How do the top performing teams in the world stay at the top of their game? Sports teams, racing teams, leading brands, innovative teams, military teams and many others? What do leaders at the top of their game do to stay at the top? What does this mean for business?
Right now things in business are going pretty well. There is uncertainty in the medium and longer term as to what is going to happen in money markets, commodity markets, the Chinese/US or EU economies. There is a lot of technology disruption starting to show up on the fringes of even the least tech savvy industries. Change is coming and whether it is disruption, a softening economy, a total global meltdown or even a major political event we will all need to navigate it.
The RESULTS Group work with good companies and proactive leaders who want to get better at what they do. Our clients tend to be the long term brands that over decades have performed exceptionally well. They are actively seeking to stay at the top of their game.
In the next 5-10 years all of us leading (me included) are going to face more change than the world has seen in the last century. It will be fast, ongoing and relentless and will be an exciting and challenging time to lead. Some commentators say we are in year 2 of a 35 year technology disruption. How true is this and how will it affect our own business is open to interpretation but we are all starting to see the wave of change.
To stay at the top in any professional environment there is a need to develop a culture of continuous learning. If we look at the All Blacks (the most successful global high performance professional sports team/brand with a winning record of 86%, two back to back world cups & recently voted the best team in the world across all codes). In James Kerr’s book “Legacy: What the All Blacks can teach us about the business of life” you will see Chapter 2 is entitled “Adapt”. In essence the commentary is all around “When you are at the top of your game, change your game.” This is about changing consciously before you need to in order to stay ahead of the competition and to remain the best of the best. to keep an edge or a sustainable point of difference.
I like to refer to the term “pivoting”. I saw this in action during some work I recently did at the University of Florida, assessing entrepreneurial engineering teams and the projects they were completing for private business. They were presenting what they had achieved and were seeking feedback so they could iterate and improve their project. They were seeking to pivot through good insights and application of ideas.
The best leaders and companies we work with are already pivoting at a time when they are performing well. They know through experience that the good times won’t last & to stay ahead of their competition and to navigate change they must understand what success continues to look like. How do they do this?
Those CEO’s looking to proactively stay ahead of the crowd prioritise the following;
- They invest in their own development and leadership skills so they can lead smart innovative people in a collaborative way.
- They spend time in strategic and operational planning with their teams, senior leadership teams and functional teams. They continuously define the priorities and focus of action.
- Actively build an aligned plan to execute continuous change and constantly reflect on it, revise it and iterate it to make it better. They empower their people to lead parts for the execution.

**Task 1:**
Echo a passage from the article word for word: begin at the words "The best leaders" and stop after "focus of action.".
**Task 2:**
According to the article, what is the All Blacks' winning record?
Work only from the article above.

**Listing:**
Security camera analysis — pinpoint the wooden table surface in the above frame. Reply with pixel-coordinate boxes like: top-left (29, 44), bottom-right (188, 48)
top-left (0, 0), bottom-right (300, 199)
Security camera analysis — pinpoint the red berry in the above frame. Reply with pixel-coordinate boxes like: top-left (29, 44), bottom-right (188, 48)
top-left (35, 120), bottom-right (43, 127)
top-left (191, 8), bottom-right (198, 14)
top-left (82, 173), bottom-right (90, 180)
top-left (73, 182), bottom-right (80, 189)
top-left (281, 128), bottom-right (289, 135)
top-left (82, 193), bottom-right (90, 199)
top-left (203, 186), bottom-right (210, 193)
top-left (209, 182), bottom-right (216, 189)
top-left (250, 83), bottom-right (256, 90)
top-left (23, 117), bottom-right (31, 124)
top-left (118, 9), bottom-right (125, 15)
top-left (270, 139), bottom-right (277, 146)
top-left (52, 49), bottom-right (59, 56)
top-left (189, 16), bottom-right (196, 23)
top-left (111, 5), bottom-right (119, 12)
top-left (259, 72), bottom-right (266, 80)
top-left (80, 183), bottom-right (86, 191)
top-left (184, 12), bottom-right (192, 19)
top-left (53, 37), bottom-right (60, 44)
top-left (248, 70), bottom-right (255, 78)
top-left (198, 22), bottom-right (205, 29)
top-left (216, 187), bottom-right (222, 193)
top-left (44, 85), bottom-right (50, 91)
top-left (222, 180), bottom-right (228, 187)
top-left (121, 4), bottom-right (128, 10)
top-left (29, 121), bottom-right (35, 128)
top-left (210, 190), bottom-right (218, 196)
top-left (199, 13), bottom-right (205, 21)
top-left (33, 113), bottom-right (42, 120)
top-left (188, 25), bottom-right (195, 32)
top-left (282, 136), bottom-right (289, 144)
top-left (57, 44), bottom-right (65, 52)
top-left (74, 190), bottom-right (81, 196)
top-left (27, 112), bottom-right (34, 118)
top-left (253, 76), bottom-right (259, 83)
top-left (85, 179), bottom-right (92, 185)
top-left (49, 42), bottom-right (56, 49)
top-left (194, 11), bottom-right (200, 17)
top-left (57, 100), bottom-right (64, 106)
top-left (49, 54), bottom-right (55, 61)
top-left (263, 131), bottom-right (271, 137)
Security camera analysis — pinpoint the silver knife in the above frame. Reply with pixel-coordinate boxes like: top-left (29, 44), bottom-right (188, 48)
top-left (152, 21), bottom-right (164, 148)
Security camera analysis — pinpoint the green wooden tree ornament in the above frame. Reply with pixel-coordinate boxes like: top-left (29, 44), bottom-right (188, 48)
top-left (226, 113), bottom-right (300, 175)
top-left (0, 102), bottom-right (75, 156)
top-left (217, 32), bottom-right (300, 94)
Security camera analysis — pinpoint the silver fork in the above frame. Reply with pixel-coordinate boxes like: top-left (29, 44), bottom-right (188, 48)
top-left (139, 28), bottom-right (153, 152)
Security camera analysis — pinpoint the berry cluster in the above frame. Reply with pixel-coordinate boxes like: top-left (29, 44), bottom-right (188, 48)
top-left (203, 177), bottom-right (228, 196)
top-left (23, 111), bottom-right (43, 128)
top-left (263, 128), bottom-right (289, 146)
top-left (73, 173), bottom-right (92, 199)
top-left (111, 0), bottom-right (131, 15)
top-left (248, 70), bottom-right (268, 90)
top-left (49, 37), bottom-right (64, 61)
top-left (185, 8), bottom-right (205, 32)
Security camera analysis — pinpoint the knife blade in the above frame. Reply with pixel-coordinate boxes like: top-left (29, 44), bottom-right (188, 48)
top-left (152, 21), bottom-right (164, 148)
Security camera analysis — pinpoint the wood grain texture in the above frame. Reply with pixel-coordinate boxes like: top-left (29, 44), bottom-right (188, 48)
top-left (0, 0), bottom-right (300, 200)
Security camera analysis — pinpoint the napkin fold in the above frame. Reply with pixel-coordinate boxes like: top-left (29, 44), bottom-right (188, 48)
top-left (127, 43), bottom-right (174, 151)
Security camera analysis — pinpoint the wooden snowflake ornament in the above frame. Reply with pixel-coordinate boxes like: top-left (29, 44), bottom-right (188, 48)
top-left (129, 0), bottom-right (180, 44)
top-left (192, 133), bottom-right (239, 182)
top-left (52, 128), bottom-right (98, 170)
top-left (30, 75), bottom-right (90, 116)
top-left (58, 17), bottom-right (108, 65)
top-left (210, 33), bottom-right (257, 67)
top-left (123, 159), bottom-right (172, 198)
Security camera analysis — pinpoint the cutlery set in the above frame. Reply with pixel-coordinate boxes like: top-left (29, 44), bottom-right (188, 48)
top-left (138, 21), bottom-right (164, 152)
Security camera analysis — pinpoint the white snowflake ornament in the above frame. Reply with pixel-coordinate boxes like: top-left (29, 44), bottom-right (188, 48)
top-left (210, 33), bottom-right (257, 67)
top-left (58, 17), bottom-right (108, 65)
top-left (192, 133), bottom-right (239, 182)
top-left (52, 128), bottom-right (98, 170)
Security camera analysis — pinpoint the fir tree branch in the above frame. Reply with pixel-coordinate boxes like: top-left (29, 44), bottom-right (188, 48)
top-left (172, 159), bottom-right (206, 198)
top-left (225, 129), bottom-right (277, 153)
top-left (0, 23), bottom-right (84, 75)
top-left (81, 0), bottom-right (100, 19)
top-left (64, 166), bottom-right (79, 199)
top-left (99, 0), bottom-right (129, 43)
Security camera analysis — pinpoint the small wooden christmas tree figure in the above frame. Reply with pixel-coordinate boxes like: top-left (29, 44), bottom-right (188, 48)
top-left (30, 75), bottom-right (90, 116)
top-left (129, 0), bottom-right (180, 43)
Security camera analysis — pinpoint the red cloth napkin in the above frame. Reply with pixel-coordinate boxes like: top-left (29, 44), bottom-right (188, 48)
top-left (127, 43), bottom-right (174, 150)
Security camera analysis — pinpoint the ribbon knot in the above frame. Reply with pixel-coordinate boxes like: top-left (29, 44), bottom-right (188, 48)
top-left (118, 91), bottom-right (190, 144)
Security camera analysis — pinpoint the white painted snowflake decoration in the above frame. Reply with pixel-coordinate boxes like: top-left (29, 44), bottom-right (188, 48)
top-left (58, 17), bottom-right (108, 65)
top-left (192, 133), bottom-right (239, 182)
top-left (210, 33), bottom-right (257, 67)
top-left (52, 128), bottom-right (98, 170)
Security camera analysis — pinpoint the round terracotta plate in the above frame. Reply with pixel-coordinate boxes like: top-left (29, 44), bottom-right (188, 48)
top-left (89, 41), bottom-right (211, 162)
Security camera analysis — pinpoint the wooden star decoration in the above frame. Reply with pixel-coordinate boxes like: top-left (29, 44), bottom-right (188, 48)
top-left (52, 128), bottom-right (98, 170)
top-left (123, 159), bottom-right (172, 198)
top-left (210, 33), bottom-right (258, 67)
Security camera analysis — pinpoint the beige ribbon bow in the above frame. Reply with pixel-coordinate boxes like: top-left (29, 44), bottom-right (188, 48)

**Full answer 1:**
The best leaders and companies we work with are already pivoting at a time when they are performing well. They know through experience that the good times won’t last & to stay ahead of their competition and to navigate change they must understand what success continues to look like. How do they do this?
Those CEO’s looking to proactively stay ahead of the crowd prioritise the following;
- They invest in their own development and leadership skills so they can lead smart innovative people in a collaborative way.
- They spend time in strategic and operational planning with their teams, senior leadership teams and functional teams. They continuously define the priorities and focus of action.

**Full answer 2:**
86%